§ **Activity**
Repeat the listing below line for line, exactly as shown.

§ **Data for this exercise**
# # # # # # #
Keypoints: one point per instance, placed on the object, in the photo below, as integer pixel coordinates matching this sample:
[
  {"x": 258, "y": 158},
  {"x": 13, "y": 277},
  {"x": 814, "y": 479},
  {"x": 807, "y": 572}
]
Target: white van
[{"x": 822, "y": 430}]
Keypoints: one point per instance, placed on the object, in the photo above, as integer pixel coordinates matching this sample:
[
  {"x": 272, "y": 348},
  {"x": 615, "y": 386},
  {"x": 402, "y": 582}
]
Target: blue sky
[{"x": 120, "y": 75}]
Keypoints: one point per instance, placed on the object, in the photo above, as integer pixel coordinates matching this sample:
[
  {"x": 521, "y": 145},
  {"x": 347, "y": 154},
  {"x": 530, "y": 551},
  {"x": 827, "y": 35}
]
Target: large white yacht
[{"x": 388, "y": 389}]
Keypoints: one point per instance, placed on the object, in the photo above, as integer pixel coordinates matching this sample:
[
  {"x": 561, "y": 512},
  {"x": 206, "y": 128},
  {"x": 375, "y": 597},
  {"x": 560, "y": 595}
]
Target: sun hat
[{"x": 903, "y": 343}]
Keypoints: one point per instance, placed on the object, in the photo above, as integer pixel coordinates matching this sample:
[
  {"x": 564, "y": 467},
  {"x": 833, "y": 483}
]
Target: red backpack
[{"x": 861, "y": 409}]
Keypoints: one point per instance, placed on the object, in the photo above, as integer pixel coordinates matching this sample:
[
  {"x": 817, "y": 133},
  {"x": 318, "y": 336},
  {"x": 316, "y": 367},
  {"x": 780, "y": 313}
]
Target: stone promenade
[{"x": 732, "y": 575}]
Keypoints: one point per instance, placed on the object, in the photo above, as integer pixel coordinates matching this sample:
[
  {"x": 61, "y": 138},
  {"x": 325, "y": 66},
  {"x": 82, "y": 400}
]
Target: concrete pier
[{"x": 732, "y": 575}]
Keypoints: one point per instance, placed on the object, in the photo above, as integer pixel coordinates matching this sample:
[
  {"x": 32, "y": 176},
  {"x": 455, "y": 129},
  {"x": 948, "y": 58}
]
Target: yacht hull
# # # # # # #
§ **Task output**
Keypoints: one point per instance, placed on the object, in the photo below, as integer pixel coordinates matching this sample:
[
  {"x": 258, "y": 158},
  {"x": 13, "y": 277},
  {"x": 814, "y": 479},
  {"x": 807, "y": 572}
]
Target: white van
[{"x": 822, "y": 430}]
Keypoints: one point per instance, placed on the object, in the photo above, as integer pixel coordinates matching this sample:
[
  {"x": 272, "y": 348},
  {"x": 615, "y": 386},
  {"x": 402, "y": 582}
]
Target: blue sky
[{"x": 120, "y": 75}]
Keypoints: one point per instance, placed on the object, in the photo above, as integer pixel coordinates matching this sample:
[
  {"x": 521, "y": 145},
  {"x": 347, "y": 154},
  {"x": 530, "y": 551},
  {"x": 827, "y": 35}
]
Target: large white yacht
[{"x": 388, "y": 389}]
Keypoints: one point per instance, placed on the object, in the photo above, as integer pixel coordinates matching this sample:
[
  {"x": 561, "y": 512},
  {"x": 206, "y": 128},
  {"x": 375, "y": 597},
  {"x": 560, "y": 595}
]
Target: sun hat
[{"x": 903, "y": 343}]
Keypoints: one point per instance, placed on the object, in the photo above, as integer pixel coordinates matching this sample:
[
  {"x": 564, "y": 467},
  {"x": 833, "y": 483}
]
Target: red backpack
[{"x": 861, "y": 409}]
Keypoints: one point per instance, placed on the object, in the photo above, as integer pixel coordinates matching this sample:
[
  {"x": 817, "y": 133},
  {"x": 318, "y": 336},
  {"x": 316, "y": 367},
  {"x": 780, "y": 313}
]
Target: stone promenade
[{"x": 732, "y": 575}]
Keypoints: one point per instance, placed on the object, in the photo above, as integer pixel coordinates matching this sample:
[
  {"x": 61, "y": 138},
  {"x": 325, "y": 66},
  {"x": 82, "y": 400}
]
Target: concrete pier
[{"x": 732, "y": 575}]
Keypoints: one point per instance, placed on the object, in the photo above, as integer pixel coordinates matching this sample:
[
  {"x": 32, "y": 176},
  {"x": 455, "y": 129},
  {"x": 948, "y": 58}
]
Target: yacht hull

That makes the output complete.